* _Document passage_

Will Healthcare Experience a 'Retail Revolution'?
In our market economy, we've grown accustomed to the convenience of shopping for the best price, service, and quality-except when it comes to healthcare, which happens to account for one out of every five dollars spent in the U.S.
For decades, economists have called for increasing consumerism in our healthcare system, as a way to reduce waste, lower costs, boost quality, and improve the overall experience.
Certainly, we have moved gradually in that direction since the backlash against HMOs in the early 1990s. An early step forward was the introduction of medical savings accounts, followed soon after by the creation of high deductible health plans. Then came the rollout of online tools for comparing the cost of common medical procedures at different facilities.
These changes on the financing side of healthcare were accompanied by changes on the delivery side, including the steady expansion of more convenient, retail-like options, such as the clinics that are now commonly found in major pharmacy chains and big-box retailers.
Telemedicine technologies are truly "delivering" healthcare to consumers, enabling more than 450,000 patients last year to receive medical consultations without ever having to leave their homes. And increasingly popular personal digital health apps and devices like the Apple Watch are giving consumers individual attention anywhere, anytime.
Most recently, the Affordable Care Act (ACA) established federal health insurance exchanges designed to connect consumers with a range of healthcare choices.
Despite these steps toward increased healthcare consumerism, however, a few big questions still have to be answered before we'll know whether the long-awaited and often-predicted "retail revolution" in healthcare is actually close to becoming a reality.
The first question is what the direction that government will take. Federal spending on healthcare as a percentage of GDP has grown steadily over the past several decades-a trend that is likely to continue as the population ages. And although only a quarter of healthcare dollars are spent by the federal government, it is in a unique position to determine the future orientation of our system.

* _Tasks_
A - According to the healthcare article, how many patients received medical consultations through telemedicine last year?
B - Reproduce the part of the healthcare article that opens with the words containing "Most recently, the" and closes with "of our system.".

* _Excerpted records_
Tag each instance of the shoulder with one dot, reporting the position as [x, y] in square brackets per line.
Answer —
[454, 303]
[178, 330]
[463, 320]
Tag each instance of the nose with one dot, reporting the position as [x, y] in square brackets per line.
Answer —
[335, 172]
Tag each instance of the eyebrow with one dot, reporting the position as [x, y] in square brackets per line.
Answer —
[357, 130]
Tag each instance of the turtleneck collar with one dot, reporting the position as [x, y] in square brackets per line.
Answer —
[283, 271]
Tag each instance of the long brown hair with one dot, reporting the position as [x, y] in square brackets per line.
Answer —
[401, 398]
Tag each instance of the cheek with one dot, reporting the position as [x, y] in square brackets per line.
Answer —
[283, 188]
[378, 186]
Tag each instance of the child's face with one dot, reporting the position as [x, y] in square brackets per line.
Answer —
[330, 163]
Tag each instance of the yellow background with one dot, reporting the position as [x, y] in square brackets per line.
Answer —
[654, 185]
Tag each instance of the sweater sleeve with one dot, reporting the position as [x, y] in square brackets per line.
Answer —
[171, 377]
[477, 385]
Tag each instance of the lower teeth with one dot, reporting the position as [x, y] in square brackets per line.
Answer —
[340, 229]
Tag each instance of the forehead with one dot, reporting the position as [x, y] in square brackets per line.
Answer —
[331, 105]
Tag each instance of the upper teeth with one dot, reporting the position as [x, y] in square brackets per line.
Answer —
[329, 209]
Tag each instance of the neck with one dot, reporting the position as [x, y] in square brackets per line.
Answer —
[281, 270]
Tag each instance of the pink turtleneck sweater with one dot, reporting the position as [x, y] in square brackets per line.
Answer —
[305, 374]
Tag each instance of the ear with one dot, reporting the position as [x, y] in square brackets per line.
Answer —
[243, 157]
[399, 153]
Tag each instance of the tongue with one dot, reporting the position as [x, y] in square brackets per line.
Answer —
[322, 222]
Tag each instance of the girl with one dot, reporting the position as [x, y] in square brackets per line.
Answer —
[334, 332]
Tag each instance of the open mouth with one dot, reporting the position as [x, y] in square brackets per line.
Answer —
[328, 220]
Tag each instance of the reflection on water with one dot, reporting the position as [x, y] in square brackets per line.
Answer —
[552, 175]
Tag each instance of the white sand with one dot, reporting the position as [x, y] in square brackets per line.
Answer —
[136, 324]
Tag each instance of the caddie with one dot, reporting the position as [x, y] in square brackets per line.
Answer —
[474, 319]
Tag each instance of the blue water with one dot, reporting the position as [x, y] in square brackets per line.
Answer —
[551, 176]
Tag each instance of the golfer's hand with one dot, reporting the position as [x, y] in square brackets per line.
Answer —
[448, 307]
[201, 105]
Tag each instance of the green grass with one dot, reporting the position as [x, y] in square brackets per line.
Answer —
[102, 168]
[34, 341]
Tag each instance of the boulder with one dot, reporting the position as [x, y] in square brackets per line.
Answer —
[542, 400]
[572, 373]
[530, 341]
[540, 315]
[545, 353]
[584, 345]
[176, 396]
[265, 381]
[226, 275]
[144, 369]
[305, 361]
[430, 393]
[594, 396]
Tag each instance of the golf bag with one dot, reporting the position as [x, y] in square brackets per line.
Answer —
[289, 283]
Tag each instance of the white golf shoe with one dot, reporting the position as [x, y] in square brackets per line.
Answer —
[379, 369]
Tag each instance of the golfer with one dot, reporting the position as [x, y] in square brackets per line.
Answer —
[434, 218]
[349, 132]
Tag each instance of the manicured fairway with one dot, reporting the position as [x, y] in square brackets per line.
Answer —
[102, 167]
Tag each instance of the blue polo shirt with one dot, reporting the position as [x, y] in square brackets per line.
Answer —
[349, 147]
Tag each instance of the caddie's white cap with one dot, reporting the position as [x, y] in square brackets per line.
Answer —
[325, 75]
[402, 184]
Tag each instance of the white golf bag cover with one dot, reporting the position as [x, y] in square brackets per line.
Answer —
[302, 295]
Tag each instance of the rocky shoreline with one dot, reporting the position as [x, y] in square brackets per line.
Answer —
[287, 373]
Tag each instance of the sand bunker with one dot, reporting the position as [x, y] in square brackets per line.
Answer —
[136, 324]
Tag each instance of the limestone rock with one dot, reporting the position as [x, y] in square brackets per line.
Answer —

* _Answer set_
A - More than 450,000 patients.

B -
Most recently, the Affordable Care Act (ACA) established federal health insurance exchanges designed to connect consumers with a range of healthcare choices.
Despite these steps toward increased healthcare consumerism, however, a few big questions still have to be answered before we'll know whether the long-awaited and often-predicted "retail revolution" in healthcare is actually close to becoming a reality.
The first question is what the direction that government will take. Federal spending on healthcare as a percentage of GDP has grown steadily over the past several decades-a trend that is likely to continue as the population ages. And although only a quarter of healthcare dollars are spent by the federal government, it is in a unique position to determine the future orientation of our system.